(The data Opens)
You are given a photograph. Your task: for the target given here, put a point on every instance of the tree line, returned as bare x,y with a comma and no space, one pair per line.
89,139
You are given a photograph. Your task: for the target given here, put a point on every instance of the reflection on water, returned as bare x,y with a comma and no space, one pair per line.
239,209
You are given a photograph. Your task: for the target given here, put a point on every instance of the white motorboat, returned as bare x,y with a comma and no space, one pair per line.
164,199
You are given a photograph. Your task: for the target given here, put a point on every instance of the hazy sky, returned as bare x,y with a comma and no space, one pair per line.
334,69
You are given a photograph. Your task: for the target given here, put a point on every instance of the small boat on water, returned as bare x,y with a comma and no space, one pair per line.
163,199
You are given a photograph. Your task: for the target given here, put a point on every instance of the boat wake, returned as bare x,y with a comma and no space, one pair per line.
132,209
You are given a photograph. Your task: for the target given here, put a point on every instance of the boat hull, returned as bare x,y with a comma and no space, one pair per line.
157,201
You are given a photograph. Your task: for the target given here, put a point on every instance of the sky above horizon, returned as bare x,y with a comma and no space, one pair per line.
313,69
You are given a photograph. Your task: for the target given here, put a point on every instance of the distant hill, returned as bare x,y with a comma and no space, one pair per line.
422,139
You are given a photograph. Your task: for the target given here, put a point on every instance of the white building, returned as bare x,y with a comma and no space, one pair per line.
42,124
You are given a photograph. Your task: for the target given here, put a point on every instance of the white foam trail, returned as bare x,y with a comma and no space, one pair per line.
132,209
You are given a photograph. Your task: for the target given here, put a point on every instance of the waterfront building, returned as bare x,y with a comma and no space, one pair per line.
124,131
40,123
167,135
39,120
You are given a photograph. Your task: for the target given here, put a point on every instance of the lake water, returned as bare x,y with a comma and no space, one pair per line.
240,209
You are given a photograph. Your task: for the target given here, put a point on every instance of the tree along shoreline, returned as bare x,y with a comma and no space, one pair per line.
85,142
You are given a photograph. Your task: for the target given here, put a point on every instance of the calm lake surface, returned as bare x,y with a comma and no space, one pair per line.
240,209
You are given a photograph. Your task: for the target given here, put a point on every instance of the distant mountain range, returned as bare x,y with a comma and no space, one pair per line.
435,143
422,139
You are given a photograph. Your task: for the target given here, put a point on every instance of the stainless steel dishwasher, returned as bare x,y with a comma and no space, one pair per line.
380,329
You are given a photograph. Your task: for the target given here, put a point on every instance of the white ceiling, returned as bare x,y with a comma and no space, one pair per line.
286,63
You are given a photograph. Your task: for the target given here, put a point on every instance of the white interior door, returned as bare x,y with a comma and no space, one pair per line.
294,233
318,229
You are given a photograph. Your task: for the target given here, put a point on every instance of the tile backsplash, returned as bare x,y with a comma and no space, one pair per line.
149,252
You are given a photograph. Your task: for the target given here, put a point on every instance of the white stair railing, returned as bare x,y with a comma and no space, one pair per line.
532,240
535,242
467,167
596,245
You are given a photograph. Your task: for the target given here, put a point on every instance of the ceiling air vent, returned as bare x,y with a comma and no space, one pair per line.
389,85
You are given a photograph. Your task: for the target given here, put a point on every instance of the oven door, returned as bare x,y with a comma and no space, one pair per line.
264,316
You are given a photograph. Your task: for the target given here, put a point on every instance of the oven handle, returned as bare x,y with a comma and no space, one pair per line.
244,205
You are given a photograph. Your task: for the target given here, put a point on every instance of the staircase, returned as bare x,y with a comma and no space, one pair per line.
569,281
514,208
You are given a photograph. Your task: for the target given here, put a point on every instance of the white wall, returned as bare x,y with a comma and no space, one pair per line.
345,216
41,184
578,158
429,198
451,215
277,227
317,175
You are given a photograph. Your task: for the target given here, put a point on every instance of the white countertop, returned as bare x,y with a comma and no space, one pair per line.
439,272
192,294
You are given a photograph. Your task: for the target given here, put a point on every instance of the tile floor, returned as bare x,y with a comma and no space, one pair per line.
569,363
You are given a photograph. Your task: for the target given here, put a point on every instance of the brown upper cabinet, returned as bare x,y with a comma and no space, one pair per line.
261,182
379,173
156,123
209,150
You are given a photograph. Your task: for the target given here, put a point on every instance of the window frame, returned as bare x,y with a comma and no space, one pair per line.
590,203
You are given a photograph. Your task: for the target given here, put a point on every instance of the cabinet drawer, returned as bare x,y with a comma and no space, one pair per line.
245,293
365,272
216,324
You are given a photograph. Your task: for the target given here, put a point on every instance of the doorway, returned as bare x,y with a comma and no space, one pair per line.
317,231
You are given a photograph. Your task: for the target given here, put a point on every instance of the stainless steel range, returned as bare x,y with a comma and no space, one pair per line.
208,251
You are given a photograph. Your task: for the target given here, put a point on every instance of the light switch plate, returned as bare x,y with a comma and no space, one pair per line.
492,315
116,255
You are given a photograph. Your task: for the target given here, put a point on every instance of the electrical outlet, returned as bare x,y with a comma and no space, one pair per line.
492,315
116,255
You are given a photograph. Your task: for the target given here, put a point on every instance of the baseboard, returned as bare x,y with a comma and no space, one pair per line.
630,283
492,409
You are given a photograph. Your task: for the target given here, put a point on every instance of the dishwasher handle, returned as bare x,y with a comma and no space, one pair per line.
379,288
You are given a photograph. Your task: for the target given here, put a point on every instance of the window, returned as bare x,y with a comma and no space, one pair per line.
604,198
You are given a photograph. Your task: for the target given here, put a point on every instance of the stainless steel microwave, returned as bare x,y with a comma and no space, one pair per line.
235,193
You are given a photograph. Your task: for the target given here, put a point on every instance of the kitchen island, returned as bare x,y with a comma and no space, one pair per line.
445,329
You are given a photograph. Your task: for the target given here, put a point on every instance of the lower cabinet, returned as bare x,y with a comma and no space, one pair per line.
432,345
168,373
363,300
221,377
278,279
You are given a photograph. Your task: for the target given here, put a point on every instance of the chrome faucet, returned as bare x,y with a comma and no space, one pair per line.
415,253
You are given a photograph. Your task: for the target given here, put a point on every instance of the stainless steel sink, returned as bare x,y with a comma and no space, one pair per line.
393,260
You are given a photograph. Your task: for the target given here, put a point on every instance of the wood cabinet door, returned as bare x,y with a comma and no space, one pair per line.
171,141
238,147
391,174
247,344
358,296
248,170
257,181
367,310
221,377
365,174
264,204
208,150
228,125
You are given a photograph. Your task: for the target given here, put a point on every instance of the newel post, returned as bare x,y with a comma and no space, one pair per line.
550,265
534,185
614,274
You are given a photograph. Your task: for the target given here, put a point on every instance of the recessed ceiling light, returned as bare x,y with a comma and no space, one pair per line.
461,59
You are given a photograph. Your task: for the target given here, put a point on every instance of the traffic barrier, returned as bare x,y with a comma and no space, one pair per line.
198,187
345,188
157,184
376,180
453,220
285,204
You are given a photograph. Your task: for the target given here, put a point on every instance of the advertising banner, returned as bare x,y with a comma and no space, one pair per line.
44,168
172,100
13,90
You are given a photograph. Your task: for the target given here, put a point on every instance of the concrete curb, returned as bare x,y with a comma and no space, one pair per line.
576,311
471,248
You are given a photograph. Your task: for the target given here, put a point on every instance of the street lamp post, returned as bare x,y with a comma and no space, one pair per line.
(The data Closes)
▸ About this exercise: Print each entry precisely. Include every line.

▸ Exercise answer:
You are given a photograph. Your task: for the target given here, put a point on every instance of the tree line, returned as bare x,y with a comma and no space, one pair per line.
89,139
You are given a photograph. Your task: for the target given here, put a point on every instance of the reflection on water, returned as bare x,y with a comma and no space, one pair per line.
239,209
You are given a photograph. Your task: for the target given here, put a point on every instance of the white motorboat, returned as bare x,y with a comma and no space, one pair per line.
164,199
You are given a photograph. Your task: for the target given here, put a point on every instance of the hazy sky, returned as bare x,y with a comma and no space, one pair per line.
334,69
You are given a photograph. Your task: for the target given here, put a point on every instance of the small boat on water, returned as bare x,y with a comma and no space, one pair per line.
163,199
You are given a photograph. Your task: for the target given here, put a point on every instance of the boat wake, returned as bare x,y with a comma and no space, one pair per line.
132,209
You are given a photograph. Your task: for the target given here, put a point on every instance of the boat hull, returned as bare x,y with a comma and no space, one pair per line.
157,201
You are given a photograph. Your task: for the target given here, put a point on every instance of the sky above horizon, returned as bare x,y with a comma and no space, one pair per line.
313,69
You are given a photograph. Your task: for the target given here, put a point on every instance of the distant hill, returned as bare x,y with a comma and no space, one pair per line.
422,139
You are given a photograph. Your task: for the target given here, put a point on every instance of the white building, returned as bare x,y with a comma and no space, one pair per line.
42,124
You are given a photograph. Your task: for the target given here, put a point on every instance of the white foam trail, returned as bare x,y with a comma and no space, one pair per line.
132,209
You are given a photograph. Your task: for the target given here, put a point on every instance of the waterfront building, returned as bare x,y with a comma and no space, one pair per line.
124,131
40,123
167,135
39,120
You are given a photograph. Your task: for the target given here, put a point on every instance of the lake water, returned as bare x,y with a comma and no space, one pair per line.
240,209
You are given a photograph. Your task: for the target given here, put a point on every instance of the tree along shoreline, returned as bare x,y with a comma and no space, one pair per line.
85,142
You are given a photograph. Your task: for the target given here, put a point on every instance of the calm lake surface, returned as bare x,y with a comma and no space, one pair per line.
240,209
You are given a photograph. Your task: for the target given here, put a point on every instance of the distant mountain range, returned as bare x,y with a comma and no space, one pair per line.
435,143
422,139
You are given a photograph. Your task: for the target given here, put a point on every instance of the stainless steel dishwasher, returned as bare x,y with a comma and no space, one pair per line.
380,329
You are given a photograph. Your task: for the target given here, put a point on every instance of the white ceiling, returned as bare x,y with a comma and no space, one pair per line.
286,63
You are given a photograph. Your task: for the target given here, put a point on every instance of the white interior door, returned as bare x,y with a comma and no space, one pair per line.
294,233
318,229
You are given a photograph. Your task: for the target given here, put a point on every instance of the tile backsplash, returned as bare x,y with a comma and no space, one pair per line.
149,252
You are given a photograph. Your task: for the target given here, put a point on every instance of the white stair railing, returned as bare x,y with a comma and no space, one pair per line.
532,240
535,242
467,167
596,245
You are given a photograph. Your task: for the target given here, put a point on every instance of the ceiling air vent, returned as bare x,y with a comma and no space, one pair per line.
389,85
You are given a photograph. Your task: for the target given here, put a point on every instance of the oven door, returned as bare x,y with a comma and no space, one pair per line.
264,316
You are given a photograph. Your task: for the target given here, put a point on every instance of the oven handle, returned as bare x,y with a comma and no space, one pair per line.
244,205
You are given a photograph. Your task: for the target given here, put a point on every instance of the staircase, returned as bare x,y with a comma and no space, one pair per line.
569,281
514,208
You are given a photograph. Your task: for the target given here, put a point on every instance of the white wall, returned as bare x,y with a comma and no space, one pair per line.
345,216
41,184
578,158
429,198
451,215
277,227
317,175
You are given a photograph. Your task: for the target given here, put a point on every instance of the white countertop, returned as bare x,y with a comma and no space, one pair per line.
439,272
192,294
You are given a photograph. Your task: for the target given here, put a point on every instance of the tile floor, returned as bare x,y with a comma and no space, one pair per line.
569,363
You are given a photograph. Your task: for the target given here, put a point on every instance of the brown upper cabinet, returned as bare x,y with a comma and no space, one pair per line.
261,182
379,173
156,123
209,150
You are given a photograph. Your task: for the target given here, put a point on every instance of the window frame, returned as bare x,y with a comma and no space, one pair per line.
590,203
You are given a photograph. Your task: for the target given here, put a point on every instance of the cabinet drawer, returned as bare x,y with a comma and no space, one pair per line.
245,293
365,272
216,324
You are given a photograph. Your task: for the target given here, put a point on every instance of the doorway, returned as bare x,y with a comma and no space, one pair per line.
317,231
You are given a photograph. Your task: for the target given here, put a point on every instance of the stainless steel range, returned as bare x,y with a comma and no space, one pair per line.
208,251
You are given a photograph. Your task: for the target given here, put a point on every instance of the light switch plate, returned as bare x,y with a comma and no space, one pair per line.
492,315
116,255
You are given a photograph. Your task: for the target given here, put a point on every instance of the electrical outlet, returned as bare x,y with a comma and no space, one pair per line.
492,315
116,255
You are given a photograph. Your task: for the target given here, put a point on every instance of the baseboard, returned as bare x,y with a comma and no space, one pair per line.
630,283
492,409
You are given a photograph. Your task: for the target given here, put a point on every instance of the dishwasher handle, returned as bare x,y with a comma and no space, one pair per line.
379,288
You are given a photograph. Your task: for the target given here, put a point on every instance of the window, returned as bare x,y with a comma and no space, one pair per line.
604,198
You are given a photograph. Your task: for the target given here, put a point on every instance of the stainless steel microwave, returned as bare x,y with a comma and no space, one pair per line.
235,193
You are given a photograph. Your task: for the target given here, put a point on every instance of the kitchen island, returned as bare x,y with a comma and no space, one pair per line.
445,329
You are given a photograph. Your task: for the target given here, put a point on every instance of the lower cabinet, returned as bare x,y with a comma and no space, one pair per line.
432,345
168,373
363,300
221,377
278,279
You are given a photograph. Your task: for the target given here, put a point on every instance of the chrome faucet, returned as bare x,y with a comma and no space, one pair per line.
415,253
You are given a photograph. Your task: for the target given here, put a point on every instance of the stainless steel sink, returned as bare x,y with a comma and no space, one pair per line.
393,260
You are given a photograph. Your task: for the target given here, put a point on every instance of the wood cabinet door, returned as bare x,y with a comma and no space, one pair per line.
171,141
238,147
391,174
247,344
358,296
248,170
257,181
367,310
221,377
365,174
264,204
208,150
228,125
You are given a photograph. Your task: for the target given here, put a point on every instance of the newel post, returned as bare x,y with a comma and no space, one pair per line.
550,265
534,185
614,274
You are given a photograph. Your task: for the target given here, put a point on every instance of the recessed ceiling light, returned as bare x,y with a comma and no space, one pair per line.
461,59
You are given a photograph. Your task: for the target given here, put a point on every instance of the traffic barrier, returned as bare x,y with a comma and no space, one pair per line.
198,187
345,188
157,184
376,180
453,220
285,204
You are given a photograph. Your task: for the target given here, put a point on every instance of the advertising banner, returned as bare x,y with a comma and no space, one pair per line.
44,168
172,100
13,90
You are given a photograph. Your task: for the target given here, put a point on every instance of the concrete curb, returned as bare x,y with a comma and no space, one pair per line.
576,311
471,248
You are given a photograph. Your task: for the target given here, put a point on every instance of the street lamp post, returned as bare x,y with a comma and no space, one pair per line.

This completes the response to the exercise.